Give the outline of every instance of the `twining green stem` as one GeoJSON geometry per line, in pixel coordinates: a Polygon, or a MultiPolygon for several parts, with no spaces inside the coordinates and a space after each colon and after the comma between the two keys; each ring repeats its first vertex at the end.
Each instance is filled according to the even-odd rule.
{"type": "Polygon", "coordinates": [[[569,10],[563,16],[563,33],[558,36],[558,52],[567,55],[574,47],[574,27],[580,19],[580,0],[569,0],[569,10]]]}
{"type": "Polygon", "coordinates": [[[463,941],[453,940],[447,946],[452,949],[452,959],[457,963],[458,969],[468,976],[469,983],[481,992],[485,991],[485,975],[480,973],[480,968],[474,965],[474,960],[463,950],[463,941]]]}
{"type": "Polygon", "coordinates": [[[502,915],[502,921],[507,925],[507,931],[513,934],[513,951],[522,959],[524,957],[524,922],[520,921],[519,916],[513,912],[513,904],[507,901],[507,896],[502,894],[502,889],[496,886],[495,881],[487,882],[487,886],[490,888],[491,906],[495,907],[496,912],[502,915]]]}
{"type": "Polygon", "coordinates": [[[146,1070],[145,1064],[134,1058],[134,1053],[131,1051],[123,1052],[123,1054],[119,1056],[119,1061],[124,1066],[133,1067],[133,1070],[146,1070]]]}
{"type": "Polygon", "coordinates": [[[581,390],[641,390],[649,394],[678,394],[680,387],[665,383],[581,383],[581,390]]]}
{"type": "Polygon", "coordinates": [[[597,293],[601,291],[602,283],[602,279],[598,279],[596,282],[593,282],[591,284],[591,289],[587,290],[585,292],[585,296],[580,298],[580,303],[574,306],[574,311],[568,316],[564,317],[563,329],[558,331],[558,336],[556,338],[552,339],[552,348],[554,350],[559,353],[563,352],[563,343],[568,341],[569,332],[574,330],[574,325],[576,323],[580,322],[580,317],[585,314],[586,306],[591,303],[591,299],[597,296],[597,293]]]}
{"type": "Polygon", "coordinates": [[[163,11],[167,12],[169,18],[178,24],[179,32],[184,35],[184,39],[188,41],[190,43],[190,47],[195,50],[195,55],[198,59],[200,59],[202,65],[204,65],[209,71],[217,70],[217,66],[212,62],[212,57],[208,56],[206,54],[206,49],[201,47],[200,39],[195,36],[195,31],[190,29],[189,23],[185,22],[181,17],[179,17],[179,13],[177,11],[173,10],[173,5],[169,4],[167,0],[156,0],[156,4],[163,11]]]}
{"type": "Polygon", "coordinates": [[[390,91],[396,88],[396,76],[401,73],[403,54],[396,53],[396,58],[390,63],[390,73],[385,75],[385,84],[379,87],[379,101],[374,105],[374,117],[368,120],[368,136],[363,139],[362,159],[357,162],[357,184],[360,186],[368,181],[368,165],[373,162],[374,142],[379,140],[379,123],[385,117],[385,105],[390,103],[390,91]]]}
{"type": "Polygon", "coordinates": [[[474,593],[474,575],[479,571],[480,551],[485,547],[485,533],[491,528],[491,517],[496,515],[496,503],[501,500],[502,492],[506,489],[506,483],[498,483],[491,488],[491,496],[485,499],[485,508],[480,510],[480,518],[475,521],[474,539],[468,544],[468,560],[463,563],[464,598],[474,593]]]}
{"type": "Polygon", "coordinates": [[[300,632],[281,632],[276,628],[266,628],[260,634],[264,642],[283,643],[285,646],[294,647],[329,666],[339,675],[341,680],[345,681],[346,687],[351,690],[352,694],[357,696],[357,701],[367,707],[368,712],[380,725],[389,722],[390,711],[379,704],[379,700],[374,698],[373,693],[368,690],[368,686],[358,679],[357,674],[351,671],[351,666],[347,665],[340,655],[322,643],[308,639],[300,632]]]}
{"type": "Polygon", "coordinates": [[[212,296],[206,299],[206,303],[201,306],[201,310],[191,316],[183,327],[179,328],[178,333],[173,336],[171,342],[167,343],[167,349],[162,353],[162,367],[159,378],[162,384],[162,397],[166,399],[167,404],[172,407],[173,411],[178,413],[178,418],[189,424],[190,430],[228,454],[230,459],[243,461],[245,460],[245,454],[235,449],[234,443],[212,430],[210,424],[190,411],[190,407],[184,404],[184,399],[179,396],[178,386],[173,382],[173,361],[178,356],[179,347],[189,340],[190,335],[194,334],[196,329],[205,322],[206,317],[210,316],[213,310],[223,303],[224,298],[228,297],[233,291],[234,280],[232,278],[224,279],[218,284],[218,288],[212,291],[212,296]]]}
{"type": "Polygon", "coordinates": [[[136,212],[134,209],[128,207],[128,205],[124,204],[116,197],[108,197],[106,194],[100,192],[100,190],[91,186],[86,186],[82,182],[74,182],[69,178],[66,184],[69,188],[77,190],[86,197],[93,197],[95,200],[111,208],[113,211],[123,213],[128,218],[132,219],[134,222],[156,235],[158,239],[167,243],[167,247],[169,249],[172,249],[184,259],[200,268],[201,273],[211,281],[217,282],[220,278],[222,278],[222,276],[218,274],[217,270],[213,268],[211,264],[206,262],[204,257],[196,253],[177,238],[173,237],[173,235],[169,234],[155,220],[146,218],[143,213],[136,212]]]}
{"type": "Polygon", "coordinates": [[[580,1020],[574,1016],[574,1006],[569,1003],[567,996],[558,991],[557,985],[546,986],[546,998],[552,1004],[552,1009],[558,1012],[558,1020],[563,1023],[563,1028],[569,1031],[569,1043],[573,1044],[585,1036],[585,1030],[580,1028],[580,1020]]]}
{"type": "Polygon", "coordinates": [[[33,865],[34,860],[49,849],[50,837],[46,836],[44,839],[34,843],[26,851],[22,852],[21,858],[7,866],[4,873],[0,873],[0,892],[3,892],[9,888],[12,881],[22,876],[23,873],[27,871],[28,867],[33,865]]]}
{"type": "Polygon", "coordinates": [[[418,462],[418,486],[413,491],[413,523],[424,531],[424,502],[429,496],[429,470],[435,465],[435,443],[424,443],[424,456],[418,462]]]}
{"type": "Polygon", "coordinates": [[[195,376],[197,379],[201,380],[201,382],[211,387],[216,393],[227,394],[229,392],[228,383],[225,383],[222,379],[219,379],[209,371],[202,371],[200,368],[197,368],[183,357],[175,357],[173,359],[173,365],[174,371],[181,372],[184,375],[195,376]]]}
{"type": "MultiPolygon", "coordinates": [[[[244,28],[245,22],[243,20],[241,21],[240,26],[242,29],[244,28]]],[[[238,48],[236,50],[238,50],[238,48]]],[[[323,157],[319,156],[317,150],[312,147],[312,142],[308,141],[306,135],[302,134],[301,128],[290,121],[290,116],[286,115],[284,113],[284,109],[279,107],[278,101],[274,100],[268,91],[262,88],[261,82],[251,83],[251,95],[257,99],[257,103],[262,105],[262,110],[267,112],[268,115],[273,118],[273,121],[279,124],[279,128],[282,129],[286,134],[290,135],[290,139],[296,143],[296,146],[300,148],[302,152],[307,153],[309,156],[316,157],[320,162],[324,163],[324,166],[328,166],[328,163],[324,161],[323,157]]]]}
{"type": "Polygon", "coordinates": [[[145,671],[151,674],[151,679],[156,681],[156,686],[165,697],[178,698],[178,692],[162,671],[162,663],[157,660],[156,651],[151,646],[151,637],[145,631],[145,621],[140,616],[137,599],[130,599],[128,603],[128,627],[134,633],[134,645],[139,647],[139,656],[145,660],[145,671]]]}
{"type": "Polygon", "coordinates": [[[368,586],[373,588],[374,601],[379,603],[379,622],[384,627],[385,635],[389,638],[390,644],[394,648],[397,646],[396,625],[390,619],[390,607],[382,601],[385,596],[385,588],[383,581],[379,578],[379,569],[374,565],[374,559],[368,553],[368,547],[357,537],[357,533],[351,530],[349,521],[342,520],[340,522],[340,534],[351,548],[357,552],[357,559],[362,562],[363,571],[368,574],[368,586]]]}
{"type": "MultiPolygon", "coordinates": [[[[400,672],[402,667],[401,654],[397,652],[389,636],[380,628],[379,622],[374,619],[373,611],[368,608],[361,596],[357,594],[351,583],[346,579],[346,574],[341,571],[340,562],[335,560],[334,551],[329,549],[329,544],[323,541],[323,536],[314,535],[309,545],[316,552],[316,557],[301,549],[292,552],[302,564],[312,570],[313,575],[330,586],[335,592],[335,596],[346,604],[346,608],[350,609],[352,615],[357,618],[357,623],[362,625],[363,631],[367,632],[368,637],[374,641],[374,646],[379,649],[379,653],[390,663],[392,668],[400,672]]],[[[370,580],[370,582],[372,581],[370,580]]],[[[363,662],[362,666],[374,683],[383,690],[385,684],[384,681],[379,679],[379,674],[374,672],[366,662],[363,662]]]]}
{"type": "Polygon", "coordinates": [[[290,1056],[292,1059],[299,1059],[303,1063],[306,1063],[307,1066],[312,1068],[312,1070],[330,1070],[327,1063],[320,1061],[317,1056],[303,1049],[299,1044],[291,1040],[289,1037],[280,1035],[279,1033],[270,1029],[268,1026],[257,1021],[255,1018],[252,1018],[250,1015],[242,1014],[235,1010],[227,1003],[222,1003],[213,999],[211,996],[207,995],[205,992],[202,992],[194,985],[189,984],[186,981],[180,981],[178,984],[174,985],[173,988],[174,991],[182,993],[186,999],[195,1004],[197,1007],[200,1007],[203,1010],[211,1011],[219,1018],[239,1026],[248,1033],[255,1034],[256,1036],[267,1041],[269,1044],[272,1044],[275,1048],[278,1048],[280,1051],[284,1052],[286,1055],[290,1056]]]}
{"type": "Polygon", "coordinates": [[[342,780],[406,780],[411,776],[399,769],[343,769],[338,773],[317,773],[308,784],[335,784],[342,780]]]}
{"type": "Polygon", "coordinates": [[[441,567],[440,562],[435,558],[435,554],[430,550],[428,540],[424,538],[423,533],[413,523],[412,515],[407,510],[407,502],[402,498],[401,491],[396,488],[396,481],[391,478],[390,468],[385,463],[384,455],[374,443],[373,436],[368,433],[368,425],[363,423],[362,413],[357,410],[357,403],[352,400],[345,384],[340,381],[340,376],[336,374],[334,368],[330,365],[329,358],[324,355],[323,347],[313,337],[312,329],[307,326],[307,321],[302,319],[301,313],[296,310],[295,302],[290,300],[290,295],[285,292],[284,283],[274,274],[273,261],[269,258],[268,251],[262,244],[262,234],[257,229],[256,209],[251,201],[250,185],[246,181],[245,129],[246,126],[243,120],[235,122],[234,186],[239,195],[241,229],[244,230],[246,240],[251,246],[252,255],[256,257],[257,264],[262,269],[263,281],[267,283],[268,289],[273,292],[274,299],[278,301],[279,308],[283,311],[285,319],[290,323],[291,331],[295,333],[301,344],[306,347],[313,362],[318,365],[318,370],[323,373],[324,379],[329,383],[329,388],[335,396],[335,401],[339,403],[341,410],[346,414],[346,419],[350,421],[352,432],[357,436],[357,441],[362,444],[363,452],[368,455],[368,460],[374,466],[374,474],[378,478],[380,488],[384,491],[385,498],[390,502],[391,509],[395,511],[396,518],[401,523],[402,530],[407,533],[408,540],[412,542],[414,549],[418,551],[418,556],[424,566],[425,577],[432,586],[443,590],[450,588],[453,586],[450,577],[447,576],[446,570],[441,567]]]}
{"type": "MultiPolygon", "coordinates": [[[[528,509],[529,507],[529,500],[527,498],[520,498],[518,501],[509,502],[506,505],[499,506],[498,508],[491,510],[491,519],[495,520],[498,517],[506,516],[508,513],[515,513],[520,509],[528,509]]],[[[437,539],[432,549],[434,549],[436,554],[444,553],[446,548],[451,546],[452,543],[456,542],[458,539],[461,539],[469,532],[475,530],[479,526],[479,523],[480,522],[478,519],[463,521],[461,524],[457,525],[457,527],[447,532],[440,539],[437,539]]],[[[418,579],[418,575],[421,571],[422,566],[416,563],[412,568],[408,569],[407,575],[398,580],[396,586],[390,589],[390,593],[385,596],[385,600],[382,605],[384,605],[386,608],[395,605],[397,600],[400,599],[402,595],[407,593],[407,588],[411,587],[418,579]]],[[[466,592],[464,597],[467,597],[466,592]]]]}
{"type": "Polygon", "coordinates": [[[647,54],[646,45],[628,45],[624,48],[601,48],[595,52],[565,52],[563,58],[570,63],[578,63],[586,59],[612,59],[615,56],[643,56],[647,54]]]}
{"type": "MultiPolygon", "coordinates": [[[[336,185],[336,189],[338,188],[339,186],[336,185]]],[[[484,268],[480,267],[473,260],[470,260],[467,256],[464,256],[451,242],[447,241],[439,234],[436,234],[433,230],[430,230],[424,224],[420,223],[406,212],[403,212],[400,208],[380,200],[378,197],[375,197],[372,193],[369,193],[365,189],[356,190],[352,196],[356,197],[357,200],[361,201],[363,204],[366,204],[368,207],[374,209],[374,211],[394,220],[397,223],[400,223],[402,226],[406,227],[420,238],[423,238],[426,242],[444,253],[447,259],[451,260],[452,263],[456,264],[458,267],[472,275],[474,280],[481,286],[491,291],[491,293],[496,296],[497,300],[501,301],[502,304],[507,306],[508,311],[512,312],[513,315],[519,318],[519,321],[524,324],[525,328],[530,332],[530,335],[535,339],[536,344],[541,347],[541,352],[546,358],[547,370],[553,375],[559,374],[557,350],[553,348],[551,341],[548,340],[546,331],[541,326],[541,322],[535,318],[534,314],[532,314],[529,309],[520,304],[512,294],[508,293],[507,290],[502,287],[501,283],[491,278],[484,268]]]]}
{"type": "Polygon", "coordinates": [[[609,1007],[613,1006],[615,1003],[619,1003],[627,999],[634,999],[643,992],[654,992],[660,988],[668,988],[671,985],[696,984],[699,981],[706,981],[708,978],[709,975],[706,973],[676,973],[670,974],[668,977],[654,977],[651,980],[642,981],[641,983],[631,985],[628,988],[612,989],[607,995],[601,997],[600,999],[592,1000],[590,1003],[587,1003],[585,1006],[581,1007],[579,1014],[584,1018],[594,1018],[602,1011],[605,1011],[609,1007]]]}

**********

» **EXERCISE BRIEF**
Could you filter the entries above for lines holding the string "instance" and copy them?

» **ANSWER TO THIS TASK**
Give the outline of every instance of the `twining green stem` as one GeoJSON geometry per line, in pixel coordinates: a Polygon, or a MultiPolygon for several parts, with no spaces inside the coordinates and a space after each colon and after the comma between the two keys; each ring repeats its first vertex at the end.
Each instance is filled according to the even-odd rule.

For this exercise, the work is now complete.